WHAT THE EXERCISE ASKS
In the records, find every line with the word "glasses" and copy it out.

(Phrase grounding data)

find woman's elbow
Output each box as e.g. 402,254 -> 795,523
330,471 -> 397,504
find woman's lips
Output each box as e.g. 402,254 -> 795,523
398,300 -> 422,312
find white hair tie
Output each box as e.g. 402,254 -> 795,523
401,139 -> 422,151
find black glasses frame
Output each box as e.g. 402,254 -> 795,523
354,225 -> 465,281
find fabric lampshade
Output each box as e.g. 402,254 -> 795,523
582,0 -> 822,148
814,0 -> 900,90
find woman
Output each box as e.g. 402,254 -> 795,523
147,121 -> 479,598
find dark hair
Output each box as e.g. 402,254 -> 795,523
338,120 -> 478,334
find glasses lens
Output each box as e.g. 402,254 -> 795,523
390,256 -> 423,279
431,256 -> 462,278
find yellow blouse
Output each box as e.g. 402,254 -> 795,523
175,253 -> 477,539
--
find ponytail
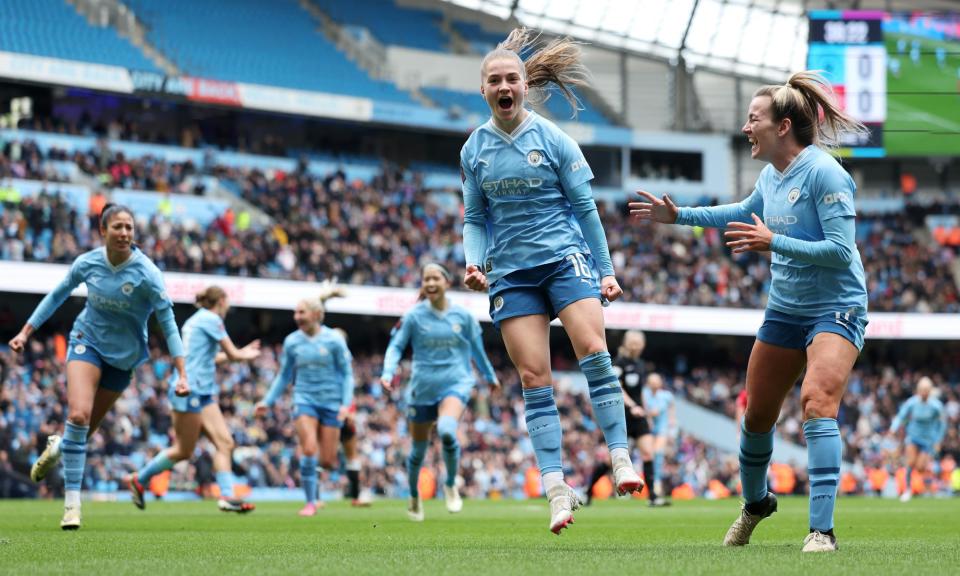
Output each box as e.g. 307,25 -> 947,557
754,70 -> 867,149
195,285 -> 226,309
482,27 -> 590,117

SOLUTION FOR THIS TASK
find black glasses frame
find glasses lens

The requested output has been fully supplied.